The tables.......I told you this was a small house.

Anyone looking to build a race table these things are very sturdy, much more than I thought. They will make for a great race table base. You can bolt your 8X4 plywood and a 2X6' tall car catching wall around the perimeter with no problem at all. Under $60 for the 8ft, under $40 for the 6ft. Both tables are 30 wide.


----------



## RjAFX

Tossed on a couple blankets put up a four lane. The tables work great ..... why I didn't think of this in the first place I dunno.





Wife and Granddaughter really like this layout.....fast with no tight turns.

Found some rubber backed 36" X 72" grey ribbed carpet mats that'll work better than blankets so I'll order four of those. Have to get to the lumber store next ....

Portable, it's all about being portable. Quick up and down...stored in the garage with little room used up.


----------



## vickers83

`Cept, You`re goin the wrong way. Go fast, turn left!


----------



## RjAFX

vickers83 said:


> `Cept, You`re goin the wrong way. Go fast, turn left!


Flip of the coin decides the direction of travel .... then it just stays that way till the next race.


----------



## RiderZ

*Table*

Here's mine.Was a large 4x11 road course.Now a big squared up oval.


----------



## RiderZ

*Table*

Oval picture.


----------



## RjAFX

Rider that is a clean setup ..... will run on it any day.


Moved the 6 and one 8ft table around. Same layout different lengths.....If I have time today I'll try another layout on this table configuration.



I'm just happy to be off of the floor, and portable.


----------



## MSwaterlogged

RJ,
Looks great. When you are done racing, you remove the track, set the table for dinner, eat desert, set the cars back up and go racing!


----------



## RjAFX

MSwaterlogged said:


> RJ,
> Looks great. When you are done racing, you remove the track, set the table for dinner, eat desert, set the cars back up and go racing!

○ ○ ○ ○ ○ ○ ○

### INSTRUCTIONS
A - According to the race table thread, what does the 8ft table cost?
B - Decide whether each statement agrees with the race table thread, answering yes or no and quoting the words that settle it: (i) RjAFX's wife and granddaughter like the layout; (ii) the direction of travel is chosen by a coin flip; (iii) RiderZ turned a large 4x11 oval into a road course.
C - Copy the part of the race table thread that begins at the words "The tables.......I told" and stops after "place I dunno.".
The records are separate material, unconnected to the race table thread.

### INFORMATION GIVEN
○ ○ ○ ○ ○ ○ ○

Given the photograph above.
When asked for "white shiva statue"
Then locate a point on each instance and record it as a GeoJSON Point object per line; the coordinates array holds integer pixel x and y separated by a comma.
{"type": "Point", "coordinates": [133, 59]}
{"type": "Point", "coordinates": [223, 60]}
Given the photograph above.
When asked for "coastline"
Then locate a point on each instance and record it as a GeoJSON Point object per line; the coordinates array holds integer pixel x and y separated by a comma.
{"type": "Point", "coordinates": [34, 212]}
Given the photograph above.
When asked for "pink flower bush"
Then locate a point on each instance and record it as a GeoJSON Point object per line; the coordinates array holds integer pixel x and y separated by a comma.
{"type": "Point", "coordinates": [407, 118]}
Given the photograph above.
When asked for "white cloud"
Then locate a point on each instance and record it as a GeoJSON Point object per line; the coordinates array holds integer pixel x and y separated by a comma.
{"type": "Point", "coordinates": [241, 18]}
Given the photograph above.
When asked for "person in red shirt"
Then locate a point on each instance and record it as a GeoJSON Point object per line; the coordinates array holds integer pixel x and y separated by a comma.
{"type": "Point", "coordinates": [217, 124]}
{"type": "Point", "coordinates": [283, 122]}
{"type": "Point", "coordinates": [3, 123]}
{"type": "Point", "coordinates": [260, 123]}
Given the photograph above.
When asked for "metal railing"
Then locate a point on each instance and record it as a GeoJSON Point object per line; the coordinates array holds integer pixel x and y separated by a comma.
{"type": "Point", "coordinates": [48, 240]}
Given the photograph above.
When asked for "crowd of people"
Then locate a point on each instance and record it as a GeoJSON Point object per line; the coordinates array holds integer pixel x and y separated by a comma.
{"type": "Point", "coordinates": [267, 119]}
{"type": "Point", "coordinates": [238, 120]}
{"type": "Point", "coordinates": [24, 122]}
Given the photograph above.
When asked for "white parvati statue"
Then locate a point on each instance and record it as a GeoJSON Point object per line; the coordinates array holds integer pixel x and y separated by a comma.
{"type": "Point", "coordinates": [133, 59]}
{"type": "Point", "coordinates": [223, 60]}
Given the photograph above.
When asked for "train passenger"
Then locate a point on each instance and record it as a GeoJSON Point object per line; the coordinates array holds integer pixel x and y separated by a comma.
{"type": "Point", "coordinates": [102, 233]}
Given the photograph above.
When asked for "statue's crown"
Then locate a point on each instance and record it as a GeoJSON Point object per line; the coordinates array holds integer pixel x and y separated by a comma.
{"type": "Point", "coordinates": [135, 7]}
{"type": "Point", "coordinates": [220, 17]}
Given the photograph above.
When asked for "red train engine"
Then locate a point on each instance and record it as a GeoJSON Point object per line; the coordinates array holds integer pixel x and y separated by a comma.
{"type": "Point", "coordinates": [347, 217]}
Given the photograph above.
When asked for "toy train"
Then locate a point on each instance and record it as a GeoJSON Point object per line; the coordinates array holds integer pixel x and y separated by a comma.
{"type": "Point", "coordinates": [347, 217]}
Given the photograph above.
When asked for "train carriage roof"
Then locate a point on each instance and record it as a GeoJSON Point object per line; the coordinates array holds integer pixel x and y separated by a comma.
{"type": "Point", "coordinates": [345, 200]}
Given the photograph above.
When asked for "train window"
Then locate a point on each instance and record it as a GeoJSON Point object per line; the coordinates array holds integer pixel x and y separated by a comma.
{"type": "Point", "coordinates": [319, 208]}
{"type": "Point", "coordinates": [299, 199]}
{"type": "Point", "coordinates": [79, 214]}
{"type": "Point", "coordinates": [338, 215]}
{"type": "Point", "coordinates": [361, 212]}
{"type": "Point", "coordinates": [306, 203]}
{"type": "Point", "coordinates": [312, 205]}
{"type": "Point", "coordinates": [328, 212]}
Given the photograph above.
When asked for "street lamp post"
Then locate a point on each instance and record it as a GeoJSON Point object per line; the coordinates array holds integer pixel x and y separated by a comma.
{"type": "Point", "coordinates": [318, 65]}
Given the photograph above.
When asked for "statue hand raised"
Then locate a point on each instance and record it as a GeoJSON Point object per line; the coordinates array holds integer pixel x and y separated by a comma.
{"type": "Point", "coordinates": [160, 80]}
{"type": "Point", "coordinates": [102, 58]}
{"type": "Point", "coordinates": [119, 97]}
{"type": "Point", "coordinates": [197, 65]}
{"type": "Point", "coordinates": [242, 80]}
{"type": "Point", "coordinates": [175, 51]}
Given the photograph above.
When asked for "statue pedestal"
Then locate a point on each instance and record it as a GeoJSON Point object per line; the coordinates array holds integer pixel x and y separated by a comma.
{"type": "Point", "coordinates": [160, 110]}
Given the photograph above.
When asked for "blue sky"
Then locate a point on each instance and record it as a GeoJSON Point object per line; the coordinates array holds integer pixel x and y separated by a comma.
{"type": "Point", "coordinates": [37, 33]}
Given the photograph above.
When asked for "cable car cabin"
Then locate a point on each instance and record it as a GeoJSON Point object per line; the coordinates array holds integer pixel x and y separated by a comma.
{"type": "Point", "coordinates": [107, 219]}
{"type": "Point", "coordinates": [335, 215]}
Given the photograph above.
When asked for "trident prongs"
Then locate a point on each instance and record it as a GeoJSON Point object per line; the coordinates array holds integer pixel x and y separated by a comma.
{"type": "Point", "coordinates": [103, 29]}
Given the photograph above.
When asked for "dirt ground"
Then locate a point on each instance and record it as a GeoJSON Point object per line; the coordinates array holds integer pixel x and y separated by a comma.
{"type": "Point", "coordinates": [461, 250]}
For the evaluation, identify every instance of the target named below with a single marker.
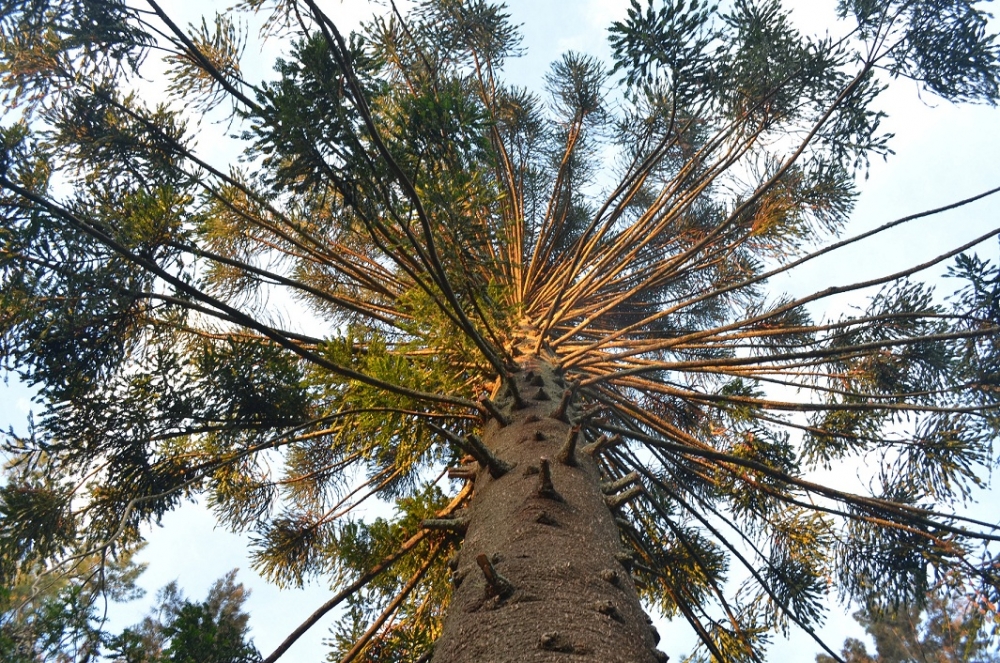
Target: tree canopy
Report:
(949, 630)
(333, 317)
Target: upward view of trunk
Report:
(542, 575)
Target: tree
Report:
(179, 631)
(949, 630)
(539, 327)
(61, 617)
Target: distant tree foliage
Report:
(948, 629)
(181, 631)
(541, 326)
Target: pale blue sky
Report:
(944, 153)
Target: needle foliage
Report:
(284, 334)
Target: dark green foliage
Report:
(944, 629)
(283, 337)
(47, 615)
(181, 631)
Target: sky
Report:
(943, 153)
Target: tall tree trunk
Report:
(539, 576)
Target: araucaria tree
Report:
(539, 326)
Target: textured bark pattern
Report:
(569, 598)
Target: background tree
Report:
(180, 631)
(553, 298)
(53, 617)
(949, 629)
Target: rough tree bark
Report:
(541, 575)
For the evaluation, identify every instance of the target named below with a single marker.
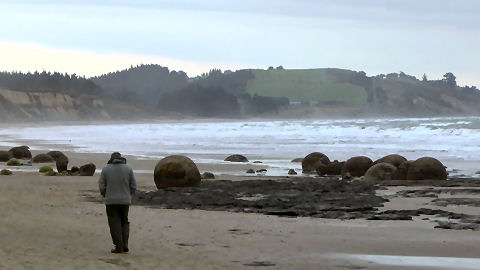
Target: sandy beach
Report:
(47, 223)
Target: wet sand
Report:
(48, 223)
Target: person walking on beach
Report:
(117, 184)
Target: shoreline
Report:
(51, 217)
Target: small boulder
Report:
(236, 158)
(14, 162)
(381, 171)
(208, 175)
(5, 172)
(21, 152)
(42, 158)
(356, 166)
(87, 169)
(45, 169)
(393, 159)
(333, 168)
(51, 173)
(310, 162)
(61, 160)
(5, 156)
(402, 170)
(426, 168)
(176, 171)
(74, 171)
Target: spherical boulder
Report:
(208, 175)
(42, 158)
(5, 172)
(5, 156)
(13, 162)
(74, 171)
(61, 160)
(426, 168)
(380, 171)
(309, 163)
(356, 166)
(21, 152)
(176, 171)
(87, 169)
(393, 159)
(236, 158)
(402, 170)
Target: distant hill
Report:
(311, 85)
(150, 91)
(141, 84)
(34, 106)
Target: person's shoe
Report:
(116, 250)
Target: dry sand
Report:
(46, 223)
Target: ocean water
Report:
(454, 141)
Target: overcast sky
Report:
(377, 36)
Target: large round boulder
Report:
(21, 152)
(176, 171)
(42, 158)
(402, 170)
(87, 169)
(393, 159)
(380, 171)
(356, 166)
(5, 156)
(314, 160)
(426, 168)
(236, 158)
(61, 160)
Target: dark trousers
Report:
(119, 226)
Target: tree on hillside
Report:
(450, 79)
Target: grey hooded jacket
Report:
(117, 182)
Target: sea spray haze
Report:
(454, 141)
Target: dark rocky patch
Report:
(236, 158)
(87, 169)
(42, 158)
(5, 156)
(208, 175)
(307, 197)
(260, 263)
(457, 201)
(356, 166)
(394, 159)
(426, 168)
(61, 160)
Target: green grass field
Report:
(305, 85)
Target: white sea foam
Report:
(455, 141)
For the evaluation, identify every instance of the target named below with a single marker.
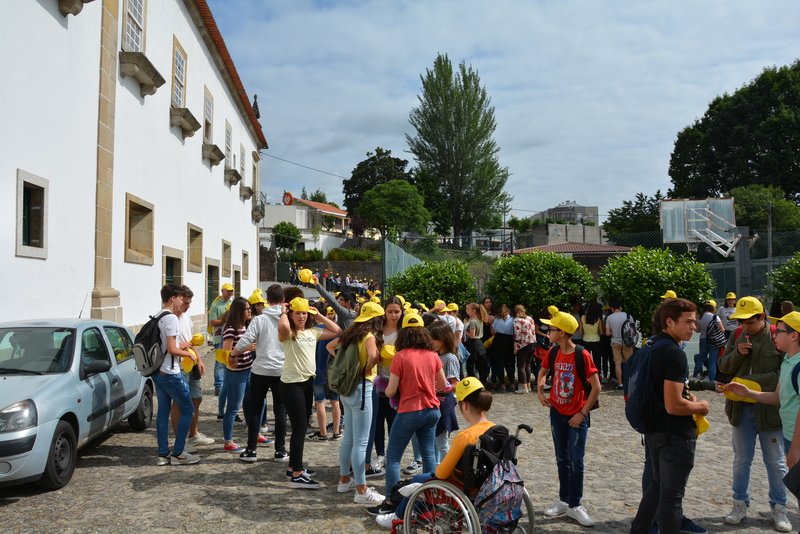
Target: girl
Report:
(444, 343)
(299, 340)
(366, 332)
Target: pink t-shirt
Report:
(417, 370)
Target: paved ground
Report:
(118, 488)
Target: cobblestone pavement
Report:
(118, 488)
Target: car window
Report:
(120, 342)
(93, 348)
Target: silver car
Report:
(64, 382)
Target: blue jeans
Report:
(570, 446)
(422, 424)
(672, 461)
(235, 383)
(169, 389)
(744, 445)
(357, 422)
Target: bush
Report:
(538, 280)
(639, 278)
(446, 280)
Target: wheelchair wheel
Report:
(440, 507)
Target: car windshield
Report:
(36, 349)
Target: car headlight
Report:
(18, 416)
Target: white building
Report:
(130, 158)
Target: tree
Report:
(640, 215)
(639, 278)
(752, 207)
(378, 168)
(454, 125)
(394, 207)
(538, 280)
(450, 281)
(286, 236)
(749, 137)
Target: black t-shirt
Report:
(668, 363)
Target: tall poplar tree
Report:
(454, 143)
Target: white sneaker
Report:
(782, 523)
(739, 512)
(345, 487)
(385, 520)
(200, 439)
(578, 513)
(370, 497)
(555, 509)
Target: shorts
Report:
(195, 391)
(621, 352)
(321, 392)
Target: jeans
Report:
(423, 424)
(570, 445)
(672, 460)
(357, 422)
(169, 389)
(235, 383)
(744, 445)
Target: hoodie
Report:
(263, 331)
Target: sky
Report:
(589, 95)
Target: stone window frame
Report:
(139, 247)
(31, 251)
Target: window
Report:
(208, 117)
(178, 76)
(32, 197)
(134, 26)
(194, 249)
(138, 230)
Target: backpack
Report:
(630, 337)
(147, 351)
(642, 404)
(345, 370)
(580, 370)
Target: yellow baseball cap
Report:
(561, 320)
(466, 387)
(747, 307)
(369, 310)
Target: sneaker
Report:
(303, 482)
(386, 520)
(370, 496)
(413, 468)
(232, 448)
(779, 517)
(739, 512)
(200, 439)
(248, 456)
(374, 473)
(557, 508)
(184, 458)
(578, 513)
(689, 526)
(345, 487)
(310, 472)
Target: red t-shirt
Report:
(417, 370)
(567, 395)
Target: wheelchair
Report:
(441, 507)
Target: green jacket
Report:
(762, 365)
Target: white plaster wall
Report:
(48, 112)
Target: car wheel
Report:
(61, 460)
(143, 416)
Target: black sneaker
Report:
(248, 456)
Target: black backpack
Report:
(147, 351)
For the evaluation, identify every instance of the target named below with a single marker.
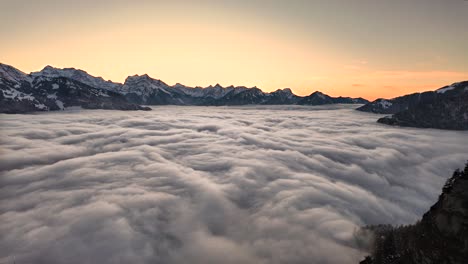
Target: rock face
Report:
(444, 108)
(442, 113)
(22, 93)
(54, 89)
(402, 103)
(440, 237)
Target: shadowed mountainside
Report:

○ ○ ○ ○ ○ ○ ○

### ANSWERS TO THIS EXERCISE
A - Under $60.

B -
(i) Yes: "Wife and Granddaughter really like this layout"
(ii) Yes: "Flip of the coin decides the direction of travel"
(iii) No: "Was a large 4x11 road course.Now a big squared up oval."

C -
The tables.......I told you this was a small house.

Anyone looking to build a race table these things are very sturdy, much more than I thought. They will make for a great race table base. You can bolt your 8X4 plywood and a 2X6' tall car catching wall around the perimeter with no problem at all. Under $60 for the 8ft, under $40 for the 6ft. Both tables are 30 wide.


----------



## RjAFX

Tossed on a couple blankets put up a four lane. The tables work great ..... why I didn't think of this in the first place I dunno.